» **Document extract**
§ §

Its premise is simple: Destroy people’s expectations about how an everyday situation is supposed to happen, and catch it on camera.

No, that’s not quite it.

Or perhaps it is.

There have been other attempts to do this: sketch comedy shows such as The State, which appeared on MTV years ago, the Canadian classic Kids in the Hall, and Upright Citizens Brigade (formerly on Comedy Central), as well as other shows like Candid Camera, all used the fact that people tend to go through life on autopilot as the basis for their comedy. Candid Camera did it by disrupting someone’s expectations and then letting them in on the joke; The State, Kids in the Hall, and Upright Citizens Brigade did it by simply throwing those expectations out the window and introducing characters such as the cabbie who squashes people’s heads with his fingers, the businessmen’s meeting dance, and macabre depictions of work and love in a sausage factory for the sake of feeding one’s decrepit sausage-loving father (to cite three KITH examples). And I loved them all – well, except Candid Camera.

But Trigger Happy TV does something entirely different. It sends teams of quasi-Situationists out into the wild of cities in the UK and North America to bother regular everyday people just out doing their business and living their lives. Some examples from the most recent episode:

A bull-runner from Pamplona lays on a beach towel, only to find himself chased through Santa Monica by three people in bull costumes;
A woman, complaining about the noise pollution of car alarms, asks a couple sitting at an outdoor café to watch her baby so she can smash the window of the car whose alarm is sounding;
At a park, a very sad looking “penguin” is trying to have a birthday picnic, only to be beaten up by two dogs, a cat, and a mouse;
A “bank robber” (complete with mask and bag with a dollar sign on it) is waiting for a bus, until he realizes there’s a wanted poster up in the bus shelter with his face on it;
A man tries to board a bus completely naked, and when told he can’t ride, responds with “But I’ve got exact change”;
A “bear,” watched through a surveillance camera, goes grocery shopping with an announcement: “Attention customers: Please do not panic. Do not harass the bear.”
Here, the joke isn’t simply what the team members/characters are doing, which is the Situationism of it all; the characters are simply disturbing the regular rhythm of people’s everyday lives. The humor of it all is in people’s responses to the situation, and they tend to fall into two categories: the “what the hell?” response, involving either laughing or confused puppy-dog stares; or the “and so?” reaction, which is reminiscent of what sociologist Georg Simmel called “the blasé attitude,” one of diffidence or indifference. The folks who “get it,” the ones who laugh or look confused, are the ones who tend to look like they don’t belong in the urban setting – townies, tourists, whatever. The ones who show the blasé attitude, the “locals,” simply brush it off as “just another bizarre thing in this fair city of ours.” And if one were to keep score, the blasé folks would win.

In large part, as we’ve said for four years now, Journal of Mundane Behavior is about this – making the unmarked parts of our lives marked, strange, and engaging; reclaiming the importance of the seemingly inconsequential; and showing just how crucial the things we do thoughtlessly are for our successful and meaningful lives. Trigger Happy TV just makes it somewhat funnier than we do.

§ §

» **Record extracts**

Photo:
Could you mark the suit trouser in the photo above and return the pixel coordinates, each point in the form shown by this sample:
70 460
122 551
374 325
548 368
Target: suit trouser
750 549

§ §

» **Short task 1**
Reproduce the Trigger Happy TV review word for word from "There have been" to "except Candid Camera.".
» **Short task 2**
Write what comes next in the Trigger Happy TV review, starting right after its final sentence.
The data plays no part in any of this.

» **Task output 1**
There have been other attempts to do this: sketch comedy shows such as The State, which appeared on MTV years ago, the Canadian classic Kids in the Hall, and Upright Citizens Brigade (formerly on Comedy Central), as well as other shows like Candid Camera, all used the fact that people tend to go through life on autopilot as the basis for their comedy. Candid Camera did it by disrupting someone’s expectations and then letting them in on the joke; The State, Kids in the Hall, and Upright Citizens Brigade did it by simply throwing those expectations out the window and introducing characters such as the cabbie who squashes people’s heads with his fingers, the businessmen’s meeting dance, and macabre depictions of work and love in a sausage factory for the sake of feeding one’s decrepit sausage-loving father (to cite three KITH examples). And I loved them all – well, except Candid Camera.

» **Task output 2**
The point of this “sales pitch,” though, isn’t really to pitch the show or to display one of my quirks (late night British TV). It is to show, rather, that taking a comedic approach to the little things we do, whether it’s grocery shopping, responding to car alarms, or thinking politically is potentially the healthiest thing to do given the sad state of affairs we find ourselves in. As I’m reminded while I’m sitting at an international conference, it’s in the little things we do – the things we presume or take for granted when dealing with just about anyone – that we find the glorious diversity of human social life and the site of commonality. Taking a parodic approach to the banal and boring, as Trigger Happy TV does, is a real and genuine way of getting past those seemingly insurmountable barriers to living a good life.

* * * * *

But parody of late seems to have gone too far.

As a friend of mine remarked to me recently, “The problem with the Bush Administration is that it’s no longer possible to parody it. It does a good enough job on its own.”

Coming out of the throes of the Second Gulf War (since it hasn’t picked up a moniker just yet, I’ll use this), we find some seemingly surreal, or even Situationist, incidents flashing across our TV screens. The felling of statues of Saddam Hussein, for example, seems almost cliché now – remember the “wall chipmunks” who helped Gorbachev tear down the Berlin Wall? The statues of Lenin, Stalin, and other Warsaw Pact leaders brought down during the revolutions of 1989 and 1991? Now, in order to have a real liberation, it appears that a statue has to be brought down. But that scene was almost comedic: It took nearly 90 minutes to bring it down, with Iraqi men trying to fell it with a rope, and then the US Marine Corps to bring in a tank tow truck – which promptly broke down – to pull it down in the name of a “free Iraq.”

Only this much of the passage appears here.